───── Information supplied
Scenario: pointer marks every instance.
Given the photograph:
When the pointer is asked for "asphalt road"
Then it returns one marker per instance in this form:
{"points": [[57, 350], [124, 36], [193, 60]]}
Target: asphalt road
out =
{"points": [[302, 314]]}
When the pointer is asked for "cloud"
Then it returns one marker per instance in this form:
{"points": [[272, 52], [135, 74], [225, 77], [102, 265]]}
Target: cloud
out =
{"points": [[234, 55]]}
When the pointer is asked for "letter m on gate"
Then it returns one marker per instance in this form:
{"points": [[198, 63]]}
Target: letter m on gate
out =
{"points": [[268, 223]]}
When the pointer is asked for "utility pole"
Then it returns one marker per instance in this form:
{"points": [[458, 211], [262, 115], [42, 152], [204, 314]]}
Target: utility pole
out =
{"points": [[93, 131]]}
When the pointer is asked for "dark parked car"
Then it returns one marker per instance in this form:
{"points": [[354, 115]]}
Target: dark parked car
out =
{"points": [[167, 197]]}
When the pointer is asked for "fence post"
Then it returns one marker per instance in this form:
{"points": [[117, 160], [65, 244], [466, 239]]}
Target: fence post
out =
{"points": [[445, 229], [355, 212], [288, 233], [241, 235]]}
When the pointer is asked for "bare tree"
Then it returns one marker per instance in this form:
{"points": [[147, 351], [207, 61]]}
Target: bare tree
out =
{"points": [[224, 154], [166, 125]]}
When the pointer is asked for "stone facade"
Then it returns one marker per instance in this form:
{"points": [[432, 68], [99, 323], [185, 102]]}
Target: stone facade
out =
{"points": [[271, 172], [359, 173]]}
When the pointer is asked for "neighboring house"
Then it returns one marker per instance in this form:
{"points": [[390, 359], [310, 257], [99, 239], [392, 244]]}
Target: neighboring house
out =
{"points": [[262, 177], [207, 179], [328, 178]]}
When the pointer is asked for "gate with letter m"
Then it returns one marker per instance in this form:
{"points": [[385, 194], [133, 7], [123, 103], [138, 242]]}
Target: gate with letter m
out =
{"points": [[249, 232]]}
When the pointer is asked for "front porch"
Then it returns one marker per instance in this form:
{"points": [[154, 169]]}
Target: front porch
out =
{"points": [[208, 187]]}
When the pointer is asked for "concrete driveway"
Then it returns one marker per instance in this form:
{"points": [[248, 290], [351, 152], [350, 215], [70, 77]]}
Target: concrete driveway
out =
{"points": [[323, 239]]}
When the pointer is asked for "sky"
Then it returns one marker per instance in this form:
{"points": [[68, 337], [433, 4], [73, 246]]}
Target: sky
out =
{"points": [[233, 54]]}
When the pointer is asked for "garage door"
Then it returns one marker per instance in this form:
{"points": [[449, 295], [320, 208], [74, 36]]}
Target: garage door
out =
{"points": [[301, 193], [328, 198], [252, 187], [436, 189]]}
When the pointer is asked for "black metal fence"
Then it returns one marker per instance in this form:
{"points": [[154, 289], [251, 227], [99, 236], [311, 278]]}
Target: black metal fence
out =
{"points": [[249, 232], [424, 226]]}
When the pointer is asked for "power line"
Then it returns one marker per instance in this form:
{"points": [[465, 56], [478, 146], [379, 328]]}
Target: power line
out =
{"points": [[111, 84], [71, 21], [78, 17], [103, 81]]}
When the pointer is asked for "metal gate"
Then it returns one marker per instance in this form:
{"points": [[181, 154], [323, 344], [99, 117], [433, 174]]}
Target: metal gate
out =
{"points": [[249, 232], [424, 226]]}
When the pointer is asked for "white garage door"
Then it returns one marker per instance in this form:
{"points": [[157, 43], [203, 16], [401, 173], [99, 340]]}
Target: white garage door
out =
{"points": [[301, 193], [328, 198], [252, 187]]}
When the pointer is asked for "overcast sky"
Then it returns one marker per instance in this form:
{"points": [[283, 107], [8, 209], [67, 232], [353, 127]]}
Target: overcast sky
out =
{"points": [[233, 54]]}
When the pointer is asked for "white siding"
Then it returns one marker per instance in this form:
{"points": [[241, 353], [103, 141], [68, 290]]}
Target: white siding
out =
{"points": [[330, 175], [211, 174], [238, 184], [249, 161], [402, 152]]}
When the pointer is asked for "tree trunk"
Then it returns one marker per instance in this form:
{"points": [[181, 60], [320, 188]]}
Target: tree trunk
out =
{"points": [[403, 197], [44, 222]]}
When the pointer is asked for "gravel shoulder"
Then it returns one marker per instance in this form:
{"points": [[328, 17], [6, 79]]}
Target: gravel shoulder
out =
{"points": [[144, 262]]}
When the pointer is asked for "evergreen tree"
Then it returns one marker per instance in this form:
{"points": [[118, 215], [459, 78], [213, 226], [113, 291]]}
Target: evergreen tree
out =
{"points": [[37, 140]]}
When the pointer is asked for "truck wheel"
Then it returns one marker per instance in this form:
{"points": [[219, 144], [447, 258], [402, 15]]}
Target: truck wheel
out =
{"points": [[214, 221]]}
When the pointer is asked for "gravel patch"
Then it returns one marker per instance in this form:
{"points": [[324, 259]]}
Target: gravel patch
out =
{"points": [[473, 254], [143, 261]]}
──────────
> **Prompt**:
Write out the entire listing exactly.

> **Reply**:
Scenario: pointer marks every instance.
Given the photograph:
When the pointer is asked for "asphalt road"
Then it returns one marker per instance in this form:
{"points": [[57, 350], [124, 36], [193, 60]]}
Target: asphalt road
out =
{"points": [[302, 314]]}
When the pointer is asked for "cloud"
Then it returns one marker per instance in this form:
{"points": [[272, 52], [135, 74], [225, 77], [102, 265]]}
Target: cloud
out =
{"points": [[234, 55]]}
When the pointer is asked for "letter m on gate"
Then it returns one marker per instance in this form:
{"points": [[198, 63]]}
Target: letter m on gate
out =
{"points": [[268, 223]]}
When the pointer is asked for "utility pole"
Then it returns one marker per instance in this form:
{"points": [[458, 211], [262, 115], [42, 152], [204, 314]]}
Target: utility pole
out =
{"points": [[93, 131]]}
When the pointer is asked for "dark parked car"
Then it returns one marker per instance in this form:
{"points": [[354, 115]]}
Target: dark parked car
out =
{"points": [[167, 197]]}
When the pointer is asked for "fence post"
Then it returns one marker per instance in this form:
{"points": [[117, 160], [65, 244], [466, 239]]}
Target: fence post
out =
{"points": [[445, 229], [355, 212], [288, 233], [241, 235]]}
When the pointer is asked for "bare tree"
Then it returns one marker per instance in this form:
{"points": [[147, 351], [207, 61]]}
Target: bare tree
out =
{"points": [[224, 154], [166, 125]]}
When the pointer is asked for "stone facade"
Then it returns one marker per instance in this form:
{"points": [[432, 68], [99, 323], [185, 102]]}
Target: stone facade
out =
{"points": [[271, 172], [359, 173]]}
When the pointer is asked for "neighboring house"
Then it returns one marker per instance in this form:
{"points": [[390, 359], [310, 257], [99, 239], [392, 244]]}
Target: neighboring house
out =
{"points": [[262, 177], [207, 179], [328, 178]]}
When the pointer is asked for "gate with letter m"
Then it returns one marker per instance in this form:
{"points": [[385, 194], [133, 7], [123, 103], [138, 242]]}
Target: gate with letter m
out =
{"points": [[249, 232]]}
When the pointer is asked for "front porch"
Then it returns one marker per instance in this form:
{"points": [[154, 169]]}
Target: front porch
out =
{"points": [[208, 187]]}
When the pointer is asked for "concrete driveway"
Then it returns one marker per instance in this form:
{"points": [[248, 290], [351, 152], [350, 215], [70, 77]]}
Target: concrete driveway
out =
{"points": [[323, 239]]}
When the pointer is asked for "sky"
Then it returns one marker per instance in this form:
{"points": [[68, 337], [433, 4], [73, 246]]}
Target: sky
out =
{"points": [[233, 54]]}
When the pointer is asked for "garage door"
Then it returns one marker per instance in this form:
{"points": [[449, 295], [320, 208], [74, 36]]}
Target: garage door
out =
{"points": [[301, 193], [328, 198], [252, 187], [436, 189]]}
When the pointer is asked for "black metal fence"
Then it returns one marker per instance in this form:
{"points": [[154, 289], [251, 227], [99, 236], [311, 278]]}
Target: black metal fence
out =
{"points": [[249, 232], [424, 226]]}
When the pointer is asked for "power line"
Then it returns one marker per instance in this form:
{"points": [[465, 56], [478, 146], [379, 328]]}
Target: power line
out =
{"points": [[111, 84], [71, 21], [78, 17], [103, 81]]}
When the pointer is asked for "metal gate"
Then it returns one marker per instance in this form:
{"points": [[181, 154], [323, 344], [99, 117], [433, 174]]}
Target: metal gate
out =
{"points": [[249, 232], [424, 226]]}
When the pointer is asked for "white garage door"
Then it returns one marker per instance in this form:
{"points": [[157, 43], [203, 16], [401, 173], [99, 340]]}
Target: white garage door
out =
{"points": [[301, 193], [328, 198], [252, 187]]}
When the pointer is asked for "overcast sky"
Then it returns one marker per instance in this form:
{"points": [[283, 107], [8, 209], [67, 232], [353, 127]]}
Target: overcast sky
out =
{"points": [[233, 54]]}
When the pointer is asked for "white siding"
Then it returns one marker per instance in this form:
{"points": [[241, 353], [103, 141], [68, 290]]}
Target: white siding
out =
{"points": [[330, 175], [211, 174], [238, 184], [249, 161], [402, 152]]}
When the pointer is asked for "tree trunk"
Then it returns one marker per instance in this form:
{"points": [[181, 60], [320, 188]]}
Target: tree trunk
out =
{"points": [[403, 197], [44, 222]]}
When the pointer is asked for "gravel shoulder"
Then it returns one marker per instance in this form:
{"points": [[328, 17], [6, 79]]}
Target: gravel shoulder
out =
{"points": [[144, 262]]}
When the pointer is asked for "evergreen tree"
Then it returns one marker per instance in this form:
{"points": [[118, 215], [459, 78], [213, 226], [113, 291]]}
Target: evergreen tree
out =
{"points": [[37, 140]]}
When the pointer is asked for "truck wheel"
Then it returns one marker per instance in this form:
{"points": [[219, 144], [447, 258], [402, 15]]}
Target: truck wheel
out =
{"points": [[214, 221]]}
When the pointer is asked for "gravel patch"
Then it returns one marker per instance in this form:
{"points": [[324, 259]]}
Target: gravel patch
out =
{"points": [[473, 254], [143, 261]]}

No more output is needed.